Records drawn from a collection
——

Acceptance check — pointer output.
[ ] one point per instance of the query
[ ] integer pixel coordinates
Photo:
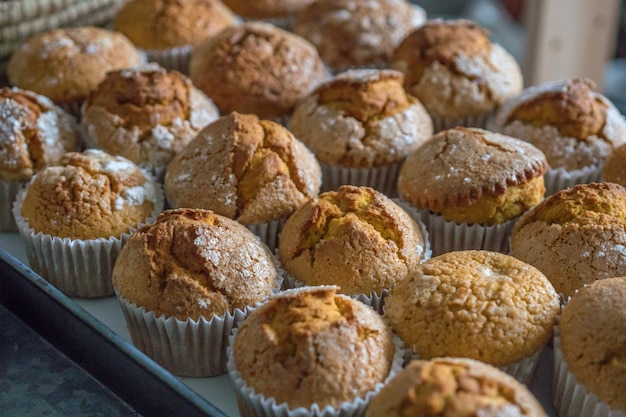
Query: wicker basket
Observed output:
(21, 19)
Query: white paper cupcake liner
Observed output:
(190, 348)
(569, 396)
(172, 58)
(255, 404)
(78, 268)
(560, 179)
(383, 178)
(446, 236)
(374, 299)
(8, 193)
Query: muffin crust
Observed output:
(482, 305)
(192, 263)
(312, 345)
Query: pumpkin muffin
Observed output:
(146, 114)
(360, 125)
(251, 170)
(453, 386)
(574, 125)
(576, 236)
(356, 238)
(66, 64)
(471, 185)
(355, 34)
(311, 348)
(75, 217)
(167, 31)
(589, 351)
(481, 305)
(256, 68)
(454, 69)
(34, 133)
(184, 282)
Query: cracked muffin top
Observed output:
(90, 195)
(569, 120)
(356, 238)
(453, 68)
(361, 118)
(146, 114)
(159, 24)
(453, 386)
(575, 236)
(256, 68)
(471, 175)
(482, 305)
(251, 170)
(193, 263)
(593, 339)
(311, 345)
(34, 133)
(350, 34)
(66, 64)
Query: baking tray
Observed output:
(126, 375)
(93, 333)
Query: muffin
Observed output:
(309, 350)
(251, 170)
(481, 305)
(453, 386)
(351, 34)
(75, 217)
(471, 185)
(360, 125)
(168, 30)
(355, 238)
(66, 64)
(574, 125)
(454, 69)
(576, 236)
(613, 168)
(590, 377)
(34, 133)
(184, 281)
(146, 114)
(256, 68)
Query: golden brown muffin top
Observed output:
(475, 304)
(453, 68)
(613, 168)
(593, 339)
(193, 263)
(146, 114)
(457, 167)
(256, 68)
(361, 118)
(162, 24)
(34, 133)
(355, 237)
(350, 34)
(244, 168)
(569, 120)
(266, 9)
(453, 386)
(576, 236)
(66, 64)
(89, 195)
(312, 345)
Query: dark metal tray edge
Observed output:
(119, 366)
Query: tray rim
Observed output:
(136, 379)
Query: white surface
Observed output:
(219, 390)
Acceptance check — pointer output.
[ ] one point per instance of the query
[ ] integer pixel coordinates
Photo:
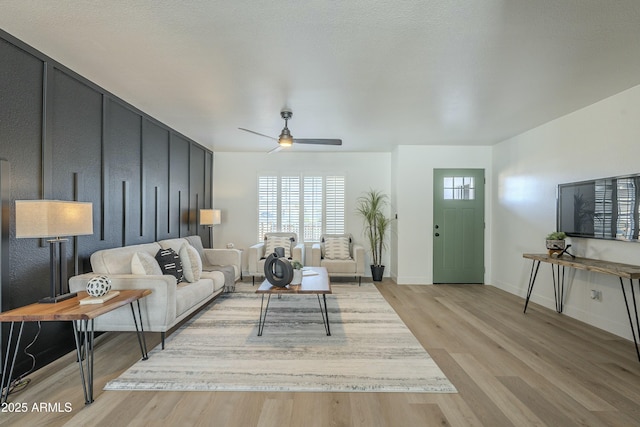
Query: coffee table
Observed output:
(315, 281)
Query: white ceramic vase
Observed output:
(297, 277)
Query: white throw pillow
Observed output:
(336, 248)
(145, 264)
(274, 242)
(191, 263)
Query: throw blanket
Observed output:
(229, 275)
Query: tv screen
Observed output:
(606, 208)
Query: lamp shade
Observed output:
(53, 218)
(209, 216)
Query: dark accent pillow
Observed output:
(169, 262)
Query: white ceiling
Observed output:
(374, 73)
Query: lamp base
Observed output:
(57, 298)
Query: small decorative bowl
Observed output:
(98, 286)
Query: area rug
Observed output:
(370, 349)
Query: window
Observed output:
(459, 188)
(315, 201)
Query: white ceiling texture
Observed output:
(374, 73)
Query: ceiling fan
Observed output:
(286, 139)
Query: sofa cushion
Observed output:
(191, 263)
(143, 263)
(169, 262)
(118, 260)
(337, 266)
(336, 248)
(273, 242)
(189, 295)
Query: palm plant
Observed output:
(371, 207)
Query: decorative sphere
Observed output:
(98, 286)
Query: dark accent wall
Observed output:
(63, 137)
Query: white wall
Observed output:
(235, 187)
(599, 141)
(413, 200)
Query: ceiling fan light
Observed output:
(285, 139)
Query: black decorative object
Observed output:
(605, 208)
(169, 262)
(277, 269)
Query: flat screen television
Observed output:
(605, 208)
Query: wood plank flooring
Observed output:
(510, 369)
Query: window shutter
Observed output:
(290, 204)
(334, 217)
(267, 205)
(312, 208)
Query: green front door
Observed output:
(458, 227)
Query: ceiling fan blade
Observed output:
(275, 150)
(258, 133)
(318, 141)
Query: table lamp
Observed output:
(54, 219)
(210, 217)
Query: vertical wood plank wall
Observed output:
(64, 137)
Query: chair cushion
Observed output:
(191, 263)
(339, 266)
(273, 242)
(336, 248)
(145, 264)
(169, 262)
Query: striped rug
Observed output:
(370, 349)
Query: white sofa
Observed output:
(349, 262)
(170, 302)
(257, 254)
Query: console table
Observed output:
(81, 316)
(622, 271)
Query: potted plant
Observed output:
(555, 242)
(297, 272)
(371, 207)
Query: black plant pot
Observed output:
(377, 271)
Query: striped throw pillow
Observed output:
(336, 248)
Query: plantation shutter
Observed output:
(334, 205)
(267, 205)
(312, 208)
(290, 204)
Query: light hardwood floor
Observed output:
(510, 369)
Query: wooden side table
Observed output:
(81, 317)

——

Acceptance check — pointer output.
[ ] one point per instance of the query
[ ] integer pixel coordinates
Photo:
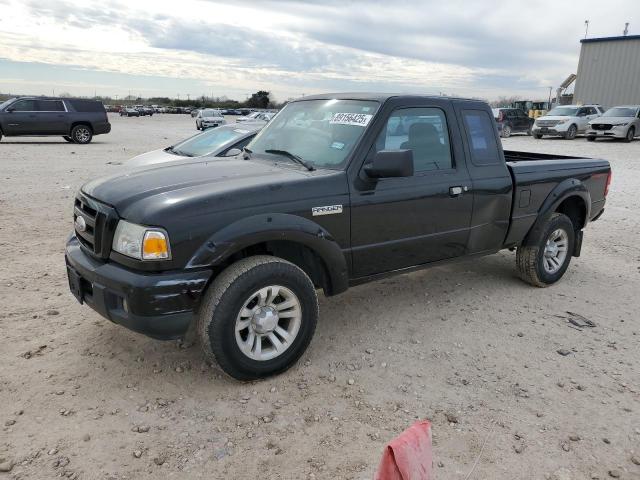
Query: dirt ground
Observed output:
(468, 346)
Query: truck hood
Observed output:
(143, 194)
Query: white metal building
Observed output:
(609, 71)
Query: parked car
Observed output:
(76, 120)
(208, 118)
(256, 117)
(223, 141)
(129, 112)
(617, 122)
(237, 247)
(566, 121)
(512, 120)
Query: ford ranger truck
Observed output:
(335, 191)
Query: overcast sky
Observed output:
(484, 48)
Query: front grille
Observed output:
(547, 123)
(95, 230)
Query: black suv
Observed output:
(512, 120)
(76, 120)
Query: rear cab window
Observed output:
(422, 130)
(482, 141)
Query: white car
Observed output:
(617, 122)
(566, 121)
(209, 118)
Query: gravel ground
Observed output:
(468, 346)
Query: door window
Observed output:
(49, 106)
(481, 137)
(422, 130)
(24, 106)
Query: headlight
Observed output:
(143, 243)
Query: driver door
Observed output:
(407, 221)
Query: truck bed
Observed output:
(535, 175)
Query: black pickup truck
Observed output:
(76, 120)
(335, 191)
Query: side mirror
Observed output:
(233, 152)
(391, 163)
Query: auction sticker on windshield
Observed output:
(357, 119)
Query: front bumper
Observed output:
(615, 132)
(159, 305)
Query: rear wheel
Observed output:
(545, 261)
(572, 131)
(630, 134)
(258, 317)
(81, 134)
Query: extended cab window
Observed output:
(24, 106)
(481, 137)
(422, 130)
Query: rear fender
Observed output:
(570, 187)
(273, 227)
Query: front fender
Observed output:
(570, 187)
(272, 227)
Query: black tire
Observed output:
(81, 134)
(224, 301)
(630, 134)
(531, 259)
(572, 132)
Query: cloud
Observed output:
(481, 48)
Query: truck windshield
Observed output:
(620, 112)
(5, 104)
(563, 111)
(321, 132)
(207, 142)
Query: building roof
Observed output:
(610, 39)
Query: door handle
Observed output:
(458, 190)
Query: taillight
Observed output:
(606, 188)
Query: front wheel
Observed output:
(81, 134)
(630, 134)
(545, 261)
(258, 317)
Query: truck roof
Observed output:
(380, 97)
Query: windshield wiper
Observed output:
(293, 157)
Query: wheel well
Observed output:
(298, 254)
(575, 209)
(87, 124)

——

▸ Task details:
Extract from the data above every line that contains the string "lamp", treating uppercase and lowercase letters as distinct.

▸ Task answer:
Query: lamp shade
Query: lamp base
Query: table lamp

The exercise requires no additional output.